Count the lines in the entries below that contain the string "bush", treating uppercase and lowercase as different. Give only the number.
— Begin —
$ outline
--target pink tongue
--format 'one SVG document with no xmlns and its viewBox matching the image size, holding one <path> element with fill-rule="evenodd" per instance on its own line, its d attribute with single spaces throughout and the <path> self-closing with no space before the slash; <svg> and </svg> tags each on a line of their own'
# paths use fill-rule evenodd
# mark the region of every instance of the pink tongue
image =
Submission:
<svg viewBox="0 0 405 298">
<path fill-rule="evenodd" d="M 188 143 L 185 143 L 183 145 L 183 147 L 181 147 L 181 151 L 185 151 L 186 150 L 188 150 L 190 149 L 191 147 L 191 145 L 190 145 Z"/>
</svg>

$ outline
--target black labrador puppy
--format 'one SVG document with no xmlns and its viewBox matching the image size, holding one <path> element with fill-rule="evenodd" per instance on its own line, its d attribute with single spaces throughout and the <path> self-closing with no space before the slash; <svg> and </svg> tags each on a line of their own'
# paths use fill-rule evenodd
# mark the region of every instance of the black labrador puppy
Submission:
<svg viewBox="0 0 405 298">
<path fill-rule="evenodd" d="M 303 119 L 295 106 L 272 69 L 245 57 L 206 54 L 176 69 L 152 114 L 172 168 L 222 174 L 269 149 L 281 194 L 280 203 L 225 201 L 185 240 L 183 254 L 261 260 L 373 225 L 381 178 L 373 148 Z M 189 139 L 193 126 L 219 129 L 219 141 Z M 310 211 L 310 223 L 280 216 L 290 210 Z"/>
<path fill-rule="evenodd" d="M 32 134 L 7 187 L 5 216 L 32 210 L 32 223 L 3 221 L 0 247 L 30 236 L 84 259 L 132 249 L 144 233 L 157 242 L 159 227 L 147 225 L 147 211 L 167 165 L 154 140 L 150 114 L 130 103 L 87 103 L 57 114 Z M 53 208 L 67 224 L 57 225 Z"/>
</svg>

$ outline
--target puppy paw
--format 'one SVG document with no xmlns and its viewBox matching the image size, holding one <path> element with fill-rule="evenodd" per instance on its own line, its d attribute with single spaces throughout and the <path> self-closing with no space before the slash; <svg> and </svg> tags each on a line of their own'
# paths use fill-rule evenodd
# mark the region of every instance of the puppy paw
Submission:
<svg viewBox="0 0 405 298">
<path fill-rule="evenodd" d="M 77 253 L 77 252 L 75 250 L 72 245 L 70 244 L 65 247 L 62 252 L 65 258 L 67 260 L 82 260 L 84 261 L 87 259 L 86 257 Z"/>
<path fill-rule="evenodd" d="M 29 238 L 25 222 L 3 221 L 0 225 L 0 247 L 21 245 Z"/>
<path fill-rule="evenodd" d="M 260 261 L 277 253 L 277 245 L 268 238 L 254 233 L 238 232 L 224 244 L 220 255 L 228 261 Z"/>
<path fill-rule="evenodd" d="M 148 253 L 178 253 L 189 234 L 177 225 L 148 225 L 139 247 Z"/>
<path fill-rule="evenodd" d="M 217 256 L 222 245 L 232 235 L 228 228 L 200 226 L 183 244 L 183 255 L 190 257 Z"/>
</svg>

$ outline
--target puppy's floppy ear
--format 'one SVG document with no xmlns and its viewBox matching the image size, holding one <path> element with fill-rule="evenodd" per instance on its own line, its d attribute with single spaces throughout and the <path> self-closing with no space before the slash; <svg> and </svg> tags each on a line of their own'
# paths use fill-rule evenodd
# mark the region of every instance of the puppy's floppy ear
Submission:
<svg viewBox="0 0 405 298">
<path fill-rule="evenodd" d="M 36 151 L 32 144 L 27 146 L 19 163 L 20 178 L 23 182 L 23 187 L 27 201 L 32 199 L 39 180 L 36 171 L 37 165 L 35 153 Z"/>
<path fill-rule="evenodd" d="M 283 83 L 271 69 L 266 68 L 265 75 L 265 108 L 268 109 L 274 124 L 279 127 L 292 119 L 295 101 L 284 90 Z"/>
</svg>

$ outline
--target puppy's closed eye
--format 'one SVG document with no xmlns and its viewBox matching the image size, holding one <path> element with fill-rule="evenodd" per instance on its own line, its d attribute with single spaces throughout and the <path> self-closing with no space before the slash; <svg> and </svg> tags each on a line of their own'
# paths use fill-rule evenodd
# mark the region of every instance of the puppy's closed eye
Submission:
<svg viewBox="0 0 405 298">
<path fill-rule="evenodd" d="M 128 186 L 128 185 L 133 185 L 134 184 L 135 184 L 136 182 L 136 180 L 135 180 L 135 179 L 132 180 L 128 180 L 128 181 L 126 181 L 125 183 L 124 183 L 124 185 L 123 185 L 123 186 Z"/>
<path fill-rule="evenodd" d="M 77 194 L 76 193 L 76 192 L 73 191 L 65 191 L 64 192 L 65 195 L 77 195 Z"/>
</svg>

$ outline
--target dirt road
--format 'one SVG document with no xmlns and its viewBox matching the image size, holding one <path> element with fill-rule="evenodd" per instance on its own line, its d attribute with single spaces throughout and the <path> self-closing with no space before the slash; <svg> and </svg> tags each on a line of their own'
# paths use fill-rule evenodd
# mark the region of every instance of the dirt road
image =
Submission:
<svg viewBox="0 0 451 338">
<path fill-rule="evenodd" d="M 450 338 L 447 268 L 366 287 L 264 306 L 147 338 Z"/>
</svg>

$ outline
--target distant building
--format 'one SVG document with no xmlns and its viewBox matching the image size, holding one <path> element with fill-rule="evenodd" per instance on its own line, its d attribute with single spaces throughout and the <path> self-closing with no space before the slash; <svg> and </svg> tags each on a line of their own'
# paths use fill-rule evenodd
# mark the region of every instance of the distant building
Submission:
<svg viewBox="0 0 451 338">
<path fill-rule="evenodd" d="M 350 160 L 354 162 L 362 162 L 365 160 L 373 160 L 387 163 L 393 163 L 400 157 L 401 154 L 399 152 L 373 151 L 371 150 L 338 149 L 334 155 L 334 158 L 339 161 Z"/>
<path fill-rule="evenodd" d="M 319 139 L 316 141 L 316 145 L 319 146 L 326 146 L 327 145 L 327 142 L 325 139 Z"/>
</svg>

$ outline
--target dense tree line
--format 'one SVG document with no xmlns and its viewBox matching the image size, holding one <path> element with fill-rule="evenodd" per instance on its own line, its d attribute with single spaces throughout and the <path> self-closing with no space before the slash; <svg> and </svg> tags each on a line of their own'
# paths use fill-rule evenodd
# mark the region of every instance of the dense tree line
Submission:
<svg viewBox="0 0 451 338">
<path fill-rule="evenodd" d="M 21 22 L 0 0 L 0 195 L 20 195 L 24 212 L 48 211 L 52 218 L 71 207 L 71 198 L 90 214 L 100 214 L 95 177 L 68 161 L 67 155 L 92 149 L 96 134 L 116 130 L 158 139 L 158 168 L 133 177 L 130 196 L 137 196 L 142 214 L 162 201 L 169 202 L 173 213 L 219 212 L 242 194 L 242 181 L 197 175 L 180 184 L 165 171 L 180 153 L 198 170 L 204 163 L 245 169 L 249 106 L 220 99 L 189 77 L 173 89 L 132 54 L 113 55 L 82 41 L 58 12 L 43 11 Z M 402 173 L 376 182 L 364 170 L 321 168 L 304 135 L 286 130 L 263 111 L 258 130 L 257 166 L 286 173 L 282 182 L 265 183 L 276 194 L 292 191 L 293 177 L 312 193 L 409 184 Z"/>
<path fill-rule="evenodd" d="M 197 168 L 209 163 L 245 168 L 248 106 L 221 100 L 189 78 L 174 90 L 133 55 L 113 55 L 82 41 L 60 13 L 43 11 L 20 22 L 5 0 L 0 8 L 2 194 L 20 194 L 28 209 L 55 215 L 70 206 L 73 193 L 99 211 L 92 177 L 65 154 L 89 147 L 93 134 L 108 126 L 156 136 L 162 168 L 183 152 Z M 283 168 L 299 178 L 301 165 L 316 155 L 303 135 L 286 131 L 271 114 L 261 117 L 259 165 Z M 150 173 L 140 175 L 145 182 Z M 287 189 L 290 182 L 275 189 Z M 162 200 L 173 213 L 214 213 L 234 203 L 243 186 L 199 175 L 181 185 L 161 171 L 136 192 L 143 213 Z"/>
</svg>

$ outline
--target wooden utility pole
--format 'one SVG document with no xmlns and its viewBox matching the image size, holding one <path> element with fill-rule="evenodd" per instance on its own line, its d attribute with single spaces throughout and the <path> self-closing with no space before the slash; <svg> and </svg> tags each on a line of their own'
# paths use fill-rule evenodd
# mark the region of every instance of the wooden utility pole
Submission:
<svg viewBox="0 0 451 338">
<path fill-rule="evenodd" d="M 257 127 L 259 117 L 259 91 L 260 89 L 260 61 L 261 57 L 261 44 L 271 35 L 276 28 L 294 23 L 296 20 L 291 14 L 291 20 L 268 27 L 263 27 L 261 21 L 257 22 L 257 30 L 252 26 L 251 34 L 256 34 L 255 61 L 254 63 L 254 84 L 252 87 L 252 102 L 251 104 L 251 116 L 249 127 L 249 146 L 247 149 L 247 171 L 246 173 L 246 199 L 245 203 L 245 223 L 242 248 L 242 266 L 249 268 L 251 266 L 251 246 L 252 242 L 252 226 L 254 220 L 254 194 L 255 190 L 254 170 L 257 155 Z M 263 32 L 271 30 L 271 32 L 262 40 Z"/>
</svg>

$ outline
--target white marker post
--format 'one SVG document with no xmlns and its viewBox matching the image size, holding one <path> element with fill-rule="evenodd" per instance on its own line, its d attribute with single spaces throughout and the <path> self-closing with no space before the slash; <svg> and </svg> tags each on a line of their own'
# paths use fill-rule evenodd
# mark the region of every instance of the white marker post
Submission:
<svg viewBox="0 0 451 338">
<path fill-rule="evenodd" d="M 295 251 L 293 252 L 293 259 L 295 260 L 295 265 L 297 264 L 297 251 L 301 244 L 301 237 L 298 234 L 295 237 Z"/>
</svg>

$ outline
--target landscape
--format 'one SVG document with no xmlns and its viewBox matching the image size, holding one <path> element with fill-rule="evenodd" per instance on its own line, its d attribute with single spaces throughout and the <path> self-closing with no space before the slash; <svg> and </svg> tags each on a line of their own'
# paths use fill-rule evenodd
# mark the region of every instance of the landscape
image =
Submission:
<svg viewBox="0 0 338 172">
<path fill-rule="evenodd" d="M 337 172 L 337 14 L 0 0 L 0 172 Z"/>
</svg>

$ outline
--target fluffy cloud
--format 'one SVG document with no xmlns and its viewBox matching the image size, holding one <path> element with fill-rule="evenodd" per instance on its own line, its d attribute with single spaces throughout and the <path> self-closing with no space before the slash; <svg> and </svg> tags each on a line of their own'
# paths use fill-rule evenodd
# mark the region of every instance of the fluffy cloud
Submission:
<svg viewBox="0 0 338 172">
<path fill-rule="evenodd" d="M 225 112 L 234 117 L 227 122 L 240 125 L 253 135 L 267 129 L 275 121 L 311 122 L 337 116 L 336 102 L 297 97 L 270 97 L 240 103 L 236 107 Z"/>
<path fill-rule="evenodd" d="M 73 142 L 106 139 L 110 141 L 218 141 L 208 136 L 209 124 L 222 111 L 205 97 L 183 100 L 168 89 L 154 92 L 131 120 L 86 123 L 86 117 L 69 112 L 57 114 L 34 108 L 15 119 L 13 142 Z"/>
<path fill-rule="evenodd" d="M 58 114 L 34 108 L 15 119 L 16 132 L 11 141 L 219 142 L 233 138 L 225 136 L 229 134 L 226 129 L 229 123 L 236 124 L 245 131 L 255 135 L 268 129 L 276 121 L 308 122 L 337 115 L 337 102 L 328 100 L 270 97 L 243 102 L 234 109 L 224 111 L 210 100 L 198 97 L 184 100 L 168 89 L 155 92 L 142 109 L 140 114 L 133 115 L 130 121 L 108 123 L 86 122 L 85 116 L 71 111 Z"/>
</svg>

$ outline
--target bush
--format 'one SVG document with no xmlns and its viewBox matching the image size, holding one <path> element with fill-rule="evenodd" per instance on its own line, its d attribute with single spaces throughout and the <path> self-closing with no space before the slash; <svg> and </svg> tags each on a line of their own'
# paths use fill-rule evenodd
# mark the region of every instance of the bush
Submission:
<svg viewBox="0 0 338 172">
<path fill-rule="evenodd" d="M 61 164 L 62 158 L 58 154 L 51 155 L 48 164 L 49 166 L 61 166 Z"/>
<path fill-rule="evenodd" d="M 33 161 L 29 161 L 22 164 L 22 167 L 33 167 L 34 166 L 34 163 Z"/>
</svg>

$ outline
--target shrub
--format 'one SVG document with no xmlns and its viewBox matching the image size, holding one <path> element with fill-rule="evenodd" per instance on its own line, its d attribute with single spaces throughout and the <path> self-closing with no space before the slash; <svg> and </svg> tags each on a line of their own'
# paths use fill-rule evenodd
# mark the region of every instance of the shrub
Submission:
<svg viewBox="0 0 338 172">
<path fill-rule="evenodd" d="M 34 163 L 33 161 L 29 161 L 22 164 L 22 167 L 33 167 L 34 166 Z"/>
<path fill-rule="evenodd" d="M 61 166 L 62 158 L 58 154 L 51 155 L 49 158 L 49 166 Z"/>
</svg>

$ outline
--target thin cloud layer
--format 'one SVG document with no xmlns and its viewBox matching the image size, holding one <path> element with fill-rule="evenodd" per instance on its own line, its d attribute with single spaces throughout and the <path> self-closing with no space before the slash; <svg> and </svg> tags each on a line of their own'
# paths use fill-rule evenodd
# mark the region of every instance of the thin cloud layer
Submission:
— End —
● TASK RESPONSE
2